(Location identification items)
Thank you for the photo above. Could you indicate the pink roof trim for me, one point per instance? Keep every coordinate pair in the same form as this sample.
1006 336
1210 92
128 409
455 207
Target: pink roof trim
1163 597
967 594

Exercise requirements: Rewrite the rows above as a Markdown table with two columns, Row and Line. Put each line's number under Row and its text under Line, and leave out any blank lines.

Answer to this problem:
| Row | Line |
|---|---|
| 1 | Thank you for the photo above. Could you indicate the pink roof trim for me, one point per instance? Keep every coordinate pair in the same form as this sample. |
| 2 | 1006 336 |
| 3 | 1210 92 |
| 4 | 128 409 |
| 5 | 455 207 |
| 6 | Target: pink roof trim |
| 7 | 1163 597 |
| 8 | 967 594 |